■ **Work instructions**
Please rewrite everything in the items below from the line containing "Q: For every instance of the bush" down to the end of the items, both included, with "innermost point" replaced by "central point" and nothing else changed. Leave the pictures out of your answer.

■ **Material**
* * * *

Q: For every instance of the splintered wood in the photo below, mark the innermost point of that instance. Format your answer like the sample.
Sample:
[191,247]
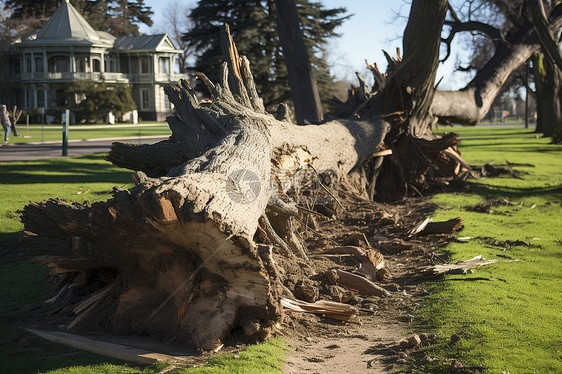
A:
[330,309]
[443,227]
[460,267]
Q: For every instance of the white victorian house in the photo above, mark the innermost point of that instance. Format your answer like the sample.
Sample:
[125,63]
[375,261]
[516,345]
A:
[67,49]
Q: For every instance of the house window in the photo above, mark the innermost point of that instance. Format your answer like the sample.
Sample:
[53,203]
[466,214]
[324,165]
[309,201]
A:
[144,65]
[58,64]
[29,99]
[145,98]
[40,99]
[167,103]
[83,64]
[164,65]
[38,64]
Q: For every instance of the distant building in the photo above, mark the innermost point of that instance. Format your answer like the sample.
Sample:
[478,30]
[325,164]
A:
[67,49]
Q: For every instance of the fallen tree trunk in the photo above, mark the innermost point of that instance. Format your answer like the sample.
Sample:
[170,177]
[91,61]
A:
[175,256]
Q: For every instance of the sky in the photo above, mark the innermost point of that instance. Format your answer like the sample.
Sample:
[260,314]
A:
[376,25]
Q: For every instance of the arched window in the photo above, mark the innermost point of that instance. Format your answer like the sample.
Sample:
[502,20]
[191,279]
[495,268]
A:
[38,64]
[59,64]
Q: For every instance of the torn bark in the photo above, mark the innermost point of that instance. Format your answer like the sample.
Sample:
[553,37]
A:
[177,252]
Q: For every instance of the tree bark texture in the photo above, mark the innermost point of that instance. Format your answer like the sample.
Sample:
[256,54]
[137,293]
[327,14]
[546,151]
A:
[471,104]
[301,78]
[175,256]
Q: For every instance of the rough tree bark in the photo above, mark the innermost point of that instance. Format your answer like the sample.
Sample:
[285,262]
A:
[176,256]
[548,82]
[471,104]
[303,84]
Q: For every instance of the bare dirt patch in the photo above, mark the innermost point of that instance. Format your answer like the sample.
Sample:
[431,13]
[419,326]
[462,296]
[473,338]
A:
[371,341]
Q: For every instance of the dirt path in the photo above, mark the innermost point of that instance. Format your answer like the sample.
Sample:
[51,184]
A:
[371,342]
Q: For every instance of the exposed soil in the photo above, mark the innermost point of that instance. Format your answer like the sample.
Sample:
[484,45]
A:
[369,341]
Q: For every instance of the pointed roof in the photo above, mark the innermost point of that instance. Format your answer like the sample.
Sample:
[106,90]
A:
[66,24]
[158,42]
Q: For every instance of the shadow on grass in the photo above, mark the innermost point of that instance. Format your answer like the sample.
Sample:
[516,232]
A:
[89,169]
[550,193]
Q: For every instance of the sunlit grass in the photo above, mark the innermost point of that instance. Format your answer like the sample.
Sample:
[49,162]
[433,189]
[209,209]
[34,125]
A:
[513,323]
[46,133]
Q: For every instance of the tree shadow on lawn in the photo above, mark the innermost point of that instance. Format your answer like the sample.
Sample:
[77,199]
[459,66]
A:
[549,193]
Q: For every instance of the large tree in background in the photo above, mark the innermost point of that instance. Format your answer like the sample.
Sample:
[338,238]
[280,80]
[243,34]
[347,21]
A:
[179,256]
[120,17]
[491,24]
[253,26]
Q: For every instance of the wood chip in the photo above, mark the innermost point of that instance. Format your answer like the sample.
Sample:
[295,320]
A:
[330,309]
[460,267]
[360,284]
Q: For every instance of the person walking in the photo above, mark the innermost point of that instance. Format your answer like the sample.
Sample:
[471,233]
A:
[5,118]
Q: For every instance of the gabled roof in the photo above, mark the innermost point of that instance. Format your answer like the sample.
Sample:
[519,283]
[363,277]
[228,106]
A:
[158,42]
[68,26]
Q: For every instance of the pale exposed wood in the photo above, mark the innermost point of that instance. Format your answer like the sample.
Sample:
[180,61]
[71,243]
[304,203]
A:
[359,283]
[121,352]
[461,267]
[330,309]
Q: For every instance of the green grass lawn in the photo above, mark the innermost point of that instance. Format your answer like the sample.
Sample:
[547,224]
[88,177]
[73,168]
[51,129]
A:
[22,282]
[39,133]
[513,324]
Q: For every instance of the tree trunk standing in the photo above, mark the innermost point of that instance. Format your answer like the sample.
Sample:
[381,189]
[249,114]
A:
[308,106]
[417,73]
[548,84]
[178,257]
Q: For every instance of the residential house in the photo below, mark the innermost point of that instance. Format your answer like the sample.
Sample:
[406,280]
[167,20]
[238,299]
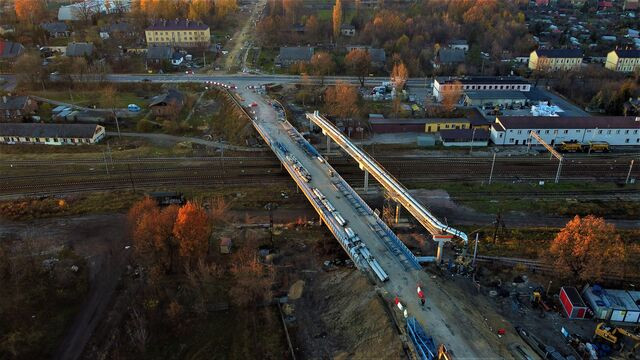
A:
[443,85]
[615,130]
[16,108]
[6,29]
[449,57]
[623,60]
[10,50]
[555,59]
[158,54]
[292,55]
[79,49]
[118,29]
[51,134]
[348,30]
[631,5]
[179,32]
[168,104]
[459,45]
[378,56]
[56,29]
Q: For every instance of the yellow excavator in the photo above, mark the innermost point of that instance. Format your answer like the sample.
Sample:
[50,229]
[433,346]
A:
[615,336]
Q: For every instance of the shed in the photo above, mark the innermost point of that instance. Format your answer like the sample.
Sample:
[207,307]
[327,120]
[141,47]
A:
[624,308]
[595,297]
[225,245]
[572,303]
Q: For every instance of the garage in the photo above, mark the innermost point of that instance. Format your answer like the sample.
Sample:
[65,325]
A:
[572,303]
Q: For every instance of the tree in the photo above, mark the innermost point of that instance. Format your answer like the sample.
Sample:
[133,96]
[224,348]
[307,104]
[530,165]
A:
[588,248]
[342,100]
[358,62]
[192,230]
[322,64]
[399,75]
[30,11]
[199,9]
[337,19]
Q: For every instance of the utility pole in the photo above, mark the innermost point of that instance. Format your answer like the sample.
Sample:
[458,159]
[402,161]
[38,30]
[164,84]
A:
[475,251]
[106,165]
[629,173]
[492,165]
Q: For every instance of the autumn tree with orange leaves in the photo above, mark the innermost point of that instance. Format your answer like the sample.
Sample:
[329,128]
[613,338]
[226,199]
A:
[192,230]
[162,237]
[588,248]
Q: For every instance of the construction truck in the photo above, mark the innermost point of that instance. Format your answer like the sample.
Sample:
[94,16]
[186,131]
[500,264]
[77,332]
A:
[615,337]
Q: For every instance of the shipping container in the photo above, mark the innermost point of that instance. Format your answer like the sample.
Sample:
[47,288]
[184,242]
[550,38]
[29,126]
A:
[572,303]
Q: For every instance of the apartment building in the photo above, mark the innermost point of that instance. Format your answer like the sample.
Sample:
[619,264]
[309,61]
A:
[623,60]
[179,32]
[555,59]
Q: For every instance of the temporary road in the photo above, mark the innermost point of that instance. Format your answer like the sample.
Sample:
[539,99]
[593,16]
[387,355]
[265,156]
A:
[457,332]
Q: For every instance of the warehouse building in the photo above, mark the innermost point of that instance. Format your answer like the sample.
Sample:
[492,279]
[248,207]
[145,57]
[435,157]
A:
[615,130]
[464,137]
[51,134]
[494,98]
[442,85]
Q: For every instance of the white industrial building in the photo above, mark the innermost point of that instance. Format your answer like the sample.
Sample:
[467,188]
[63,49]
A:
[442,85]
[615,130]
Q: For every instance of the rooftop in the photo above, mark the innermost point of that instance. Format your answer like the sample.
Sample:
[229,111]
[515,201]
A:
[48,130]
[10,49]
[559,53]
[295,53]
[451,56]
[627,53]
[554,122]
[177,24]
[79,49]
[497,94]
[464,135]
[474,80]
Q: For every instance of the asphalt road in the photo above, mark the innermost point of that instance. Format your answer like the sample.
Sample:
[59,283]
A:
[462,331]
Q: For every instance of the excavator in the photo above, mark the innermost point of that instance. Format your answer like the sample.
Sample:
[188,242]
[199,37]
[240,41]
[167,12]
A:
[615,336]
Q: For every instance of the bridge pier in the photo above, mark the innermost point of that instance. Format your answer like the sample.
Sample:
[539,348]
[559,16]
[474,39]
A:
[366,181]
[439,253]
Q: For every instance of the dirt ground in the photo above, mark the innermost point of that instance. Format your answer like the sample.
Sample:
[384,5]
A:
[341,316]
[100,240]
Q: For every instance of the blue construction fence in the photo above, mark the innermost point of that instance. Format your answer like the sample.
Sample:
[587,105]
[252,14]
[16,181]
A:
[424,344]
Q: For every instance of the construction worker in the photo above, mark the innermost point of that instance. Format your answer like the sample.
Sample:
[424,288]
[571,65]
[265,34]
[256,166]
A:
[420,295]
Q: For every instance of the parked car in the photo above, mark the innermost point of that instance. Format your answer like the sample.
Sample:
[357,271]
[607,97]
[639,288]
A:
[133,107]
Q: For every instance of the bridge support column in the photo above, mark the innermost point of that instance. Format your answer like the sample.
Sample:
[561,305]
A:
[366,181]
[439,253]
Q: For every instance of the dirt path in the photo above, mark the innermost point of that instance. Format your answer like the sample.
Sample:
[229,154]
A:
[101,240]
[236,56]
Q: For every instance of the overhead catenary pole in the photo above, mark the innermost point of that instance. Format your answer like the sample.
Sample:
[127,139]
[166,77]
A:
[492,165]
[629,173]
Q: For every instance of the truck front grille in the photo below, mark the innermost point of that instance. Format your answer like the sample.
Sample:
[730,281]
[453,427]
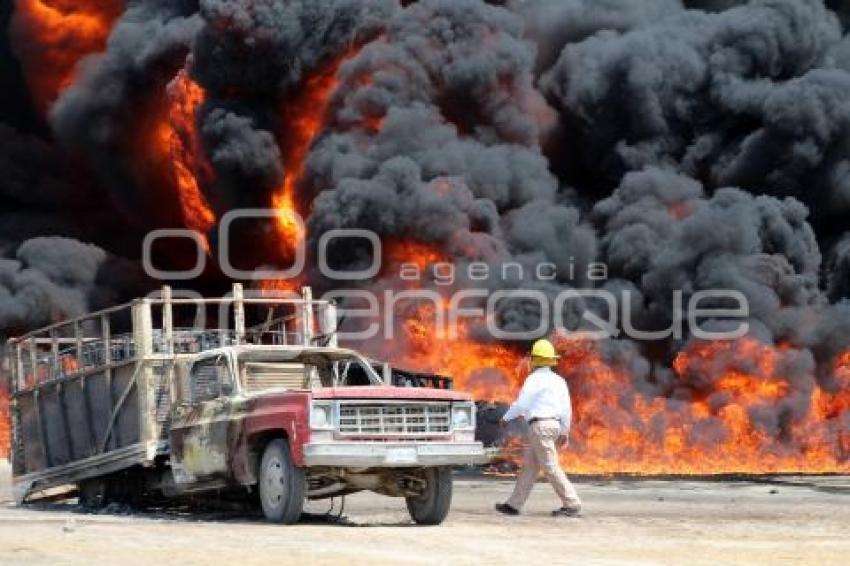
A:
[398,419]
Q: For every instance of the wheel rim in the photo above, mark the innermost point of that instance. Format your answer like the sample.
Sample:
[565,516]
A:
[273,483]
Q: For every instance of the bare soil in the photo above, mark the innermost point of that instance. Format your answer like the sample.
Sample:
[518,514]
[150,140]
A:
[790,520]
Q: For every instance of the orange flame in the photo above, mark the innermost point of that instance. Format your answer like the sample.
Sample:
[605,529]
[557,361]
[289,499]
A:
[715,416]
[489,371]
[58,35]
[5,433]
[181,138]
[618,430]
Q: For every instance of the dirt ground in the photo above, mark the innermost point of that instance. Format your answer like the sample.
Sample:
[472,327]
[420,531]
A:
[770,521]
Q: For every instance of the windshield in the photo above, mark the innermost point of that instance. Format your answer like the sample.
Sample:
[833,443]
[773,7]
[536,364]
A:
[284,370]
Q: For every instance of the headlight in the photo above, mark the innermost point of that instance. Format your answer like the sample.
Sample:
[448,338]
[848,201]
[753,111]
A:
[463,416]
[321,416]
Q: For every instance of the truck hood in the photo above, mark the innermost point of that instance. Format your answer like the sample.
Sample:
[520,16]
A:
[389,392]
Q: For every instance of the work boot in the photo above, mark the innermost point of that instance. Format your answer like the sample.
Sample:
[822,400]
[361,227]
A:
[570,511]
[506,509]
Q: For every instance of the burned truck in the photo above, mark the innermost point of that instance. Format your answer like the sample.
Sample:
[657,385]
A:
[262,405]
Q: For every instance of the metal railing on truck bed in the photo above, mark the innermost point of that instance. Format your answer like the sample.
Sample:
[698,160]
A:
[87,402]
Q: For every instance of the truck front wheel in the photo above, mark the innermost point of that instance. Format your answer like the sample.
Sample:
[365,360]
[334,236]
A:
[432,506]
[281,484]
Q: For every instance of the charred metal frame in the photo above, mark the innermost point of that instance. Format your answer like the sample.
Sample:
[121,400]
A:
[49,362]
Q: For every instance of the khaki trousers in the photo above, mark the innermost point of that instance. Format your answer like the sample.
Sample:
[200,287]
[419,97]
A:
[541,453]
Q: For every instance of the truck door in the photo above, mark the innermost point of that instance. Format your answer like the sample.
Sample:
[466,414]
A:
[200,424]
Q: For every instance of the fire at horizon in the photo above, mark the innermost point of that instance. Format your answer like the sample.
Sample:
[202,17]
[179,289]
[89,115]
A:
[723,407]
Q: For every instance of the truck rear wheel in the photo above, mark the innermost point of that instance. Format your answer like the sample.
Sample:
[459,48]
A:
[432,507]
[281,484]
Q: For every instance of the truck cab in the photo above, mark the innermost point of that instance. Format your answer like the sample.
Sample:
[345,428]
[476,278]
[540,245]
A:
[301,423]
[279,414]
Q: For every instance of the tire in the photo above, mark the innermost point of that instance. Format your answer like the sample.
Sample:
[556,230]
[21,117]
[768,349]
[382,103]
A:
[281,484]
[93,494]
[432,507]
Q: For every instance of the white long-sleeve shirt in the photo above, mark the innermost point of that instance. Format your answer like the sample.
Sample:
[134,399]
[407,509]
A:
[544,395]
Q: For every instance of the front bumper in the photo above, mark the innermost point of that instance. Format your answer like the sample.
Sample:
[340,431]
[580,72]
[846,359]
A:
[395,454]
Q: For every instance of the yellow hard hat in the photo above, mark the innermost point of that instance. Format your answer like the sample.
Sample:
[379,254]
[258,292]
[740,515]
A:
[544,350]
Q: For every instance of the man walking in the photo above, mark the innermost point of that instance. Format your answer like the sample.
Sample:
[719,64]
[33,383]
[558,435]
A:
[544,401]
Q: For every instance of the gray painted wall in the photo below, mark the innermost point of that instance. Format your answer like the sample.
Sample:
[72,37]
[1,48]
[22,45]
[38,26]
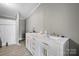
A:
[22,28]
[60,18]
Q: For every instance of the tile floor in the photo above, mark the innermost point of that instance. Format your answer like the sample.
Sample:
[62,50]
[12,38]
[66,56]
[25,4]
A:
[15,50]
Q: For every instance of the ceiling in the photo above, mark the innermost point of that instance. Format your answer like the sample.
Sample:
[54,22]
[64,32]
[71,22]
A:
[11,9]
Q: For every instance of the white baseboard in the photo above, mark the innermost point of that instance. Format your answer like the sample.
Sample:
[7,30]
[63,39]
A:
[9,43]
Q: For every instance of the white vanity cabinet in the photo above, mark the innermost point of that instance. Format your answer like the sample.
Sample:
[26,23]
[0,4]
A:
[40,45]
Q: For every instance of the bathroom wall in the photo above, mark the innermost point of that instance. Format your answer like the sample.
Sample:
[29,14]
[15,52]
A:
[35,20]
[7,31]
[60,18]
[22,28]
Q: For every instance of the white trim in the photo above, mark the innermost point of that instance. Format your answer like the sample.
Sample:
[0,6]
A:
[9,43]
[33,10]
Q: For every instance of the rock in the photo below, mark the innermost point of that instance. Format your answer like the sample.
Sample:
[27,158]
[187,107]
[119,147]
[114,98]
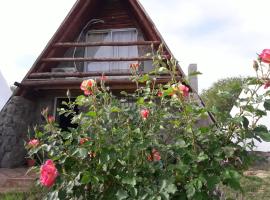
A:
[15,117]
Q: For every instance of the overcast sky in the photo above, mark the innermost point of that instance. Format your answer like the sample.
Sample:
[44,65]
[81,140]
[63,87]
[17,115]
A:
[221,36]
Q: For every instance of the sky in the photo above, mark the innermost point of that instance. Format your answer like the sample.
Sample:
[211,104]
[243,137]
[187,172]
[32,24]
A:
[222,37]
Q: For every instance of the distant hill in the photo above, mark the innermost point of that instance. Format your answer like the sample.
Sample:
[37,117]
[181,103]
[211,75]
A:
[5,91]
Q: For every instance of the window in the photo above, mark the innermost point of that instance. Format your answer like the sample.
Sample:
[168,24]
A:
[117,35]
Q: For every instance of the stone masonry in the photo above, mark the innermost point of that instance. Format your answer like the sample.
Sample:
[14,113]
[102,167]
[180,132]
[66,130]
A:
[15,119]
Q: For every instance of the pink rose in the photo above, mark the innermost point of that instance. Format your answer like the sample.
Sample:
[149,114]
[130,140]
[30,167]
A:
[159,94]
[103,77]
[48,174]
[33,143]
[134,66]
[51,119]
[145,113]
[155,156]
[267,85]
[184,90]
[87,85]
[265,55]
[84,140]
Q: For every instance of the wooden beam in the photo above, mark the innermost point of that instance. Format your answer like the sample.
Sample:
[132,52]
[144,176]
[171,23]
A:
[81,74]
[93,44]
[72,82]
[95,59]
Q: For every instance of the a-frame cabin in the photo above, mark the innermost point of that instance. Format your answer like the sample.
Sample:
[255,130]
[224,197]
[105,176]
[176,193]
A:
[97,36]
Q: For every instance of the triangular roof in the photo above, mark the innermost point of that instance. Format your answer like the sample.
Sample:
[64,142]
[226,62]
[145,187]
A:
[82,11]
[5,92]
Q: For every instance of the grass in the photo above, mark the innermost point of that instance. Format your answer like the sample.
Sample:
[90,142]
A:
[255,184]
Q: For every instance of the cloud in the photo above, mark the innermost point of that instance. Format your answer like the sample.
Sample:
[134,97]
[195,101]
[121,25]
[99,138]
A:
[222,37]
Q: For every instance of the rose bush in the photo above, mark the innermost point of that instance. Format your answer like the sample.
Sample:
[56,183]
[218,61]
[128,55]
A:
[156,148]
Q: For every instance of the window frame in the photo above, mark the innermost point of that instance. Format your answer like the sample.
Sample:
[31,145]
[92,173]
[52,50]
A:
[110,31]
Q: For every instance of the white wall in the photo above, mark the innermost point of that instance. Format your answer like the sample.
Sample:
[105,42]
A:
[5,91]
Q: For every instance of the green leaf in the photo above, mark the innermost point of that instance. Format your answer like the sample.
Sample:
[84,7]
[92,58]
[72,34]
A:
[171,189]
[190,190]
[202,157]
[181,143]
[245,122]
[121,194]
[194,73]
[262,132]
[266,104]
[212,181]
[129,181]
[82,152]
[86,178]
[144,78]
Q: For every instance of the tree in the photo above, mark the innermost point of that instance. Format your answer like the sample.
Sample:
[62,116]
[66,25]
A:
[221,96]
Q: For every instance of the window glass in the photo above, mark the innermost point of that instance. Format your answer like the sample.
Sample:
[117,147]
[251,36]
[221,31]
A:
[128,35]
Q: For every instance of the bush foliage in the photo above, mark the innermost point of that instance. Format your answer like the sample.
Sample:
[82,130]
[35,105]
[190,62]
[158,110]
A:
[149,144]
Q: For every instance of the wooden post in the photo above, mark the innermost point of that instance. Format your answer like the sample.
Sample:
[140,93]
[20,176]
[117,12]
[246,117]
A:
[95,59]
[93,44]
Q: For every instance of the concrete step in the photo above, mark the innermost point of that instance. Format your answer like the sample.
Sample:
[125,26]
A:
[16,180]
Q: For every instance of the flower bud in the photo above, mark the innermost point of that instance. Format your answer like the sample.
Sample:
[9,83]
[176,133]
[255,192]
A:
[255,65]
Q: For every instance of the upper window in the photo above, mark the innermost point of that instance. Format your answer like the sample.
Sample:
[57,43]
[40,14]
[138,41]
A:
[117,35]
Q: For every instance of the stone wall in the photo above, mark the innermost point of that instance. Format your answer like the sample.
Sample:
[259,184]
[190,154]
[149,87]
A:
[15,119]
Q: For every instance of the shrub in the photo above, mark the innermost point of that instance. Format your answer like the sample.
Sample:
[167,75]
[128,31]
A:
[155,148]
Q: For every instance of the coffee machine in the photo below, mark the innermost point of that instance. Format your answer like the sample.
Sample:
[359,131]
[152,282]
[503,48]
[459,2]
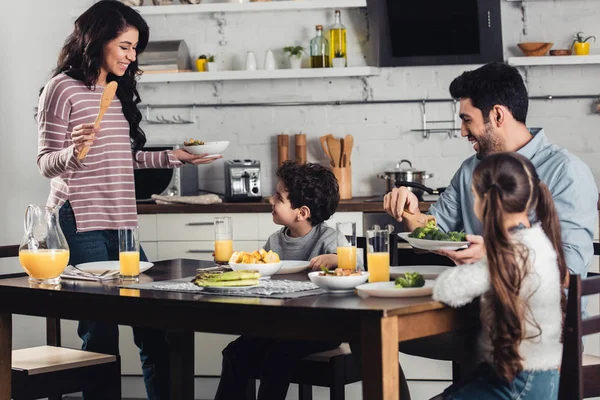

* * * *

■ **Exercise response**
Q: For every instance of the bush foliage in the photo above, mark the central point of that instance. Format your answer like the sample.
Sample:
[82,130]
[35,105]
[190,62]
[158,110]
A:
[149,144]
Q: For every instance of the wooden post in the photo above, mark the central point of that instance. Format your answer like the sample.
Sample:
[140,93]
[20,176]
[117,12]
[246,117]
A:
[95,59]
[93,44]
Q: For every instance of the concrete step in the photo above, mark the central point of that instance. Format your answer like the sample.
Sample:
[125,26]
A:
[16,180]
Q: For every instance of the flower bud in the photo above, mark the central point of that instance. Format your answer like the sample.
Sample:
[9,83]
[176,133]
[255,192]
A:
[255,65]
Q: For every instance of the upper window in the photo above, mark the central point of that instance. Format your answer like the sample.
Sample:
[57,43]
[40,14]
[138,41]
A:
[117,35]
Q: For every instance of the stone wall in the photo above, mark the central point of that instance. Format your answer like the sample.
Sample:
[259,184]
[190,154]
[149,87]
A:
[15,119]
Q: For every instance of the shrub in the photo above, mark the central point of that instance. Format your answer like the sample.
Sample:
[167,75]
[128,31]
A:
[155,148]
Q: For every instance of the coffee machine in the photo below, mark the central point of that instance. Format your answer like the sample.
Sample:
[359,131]
[152,282]
[503,48]
[459,2]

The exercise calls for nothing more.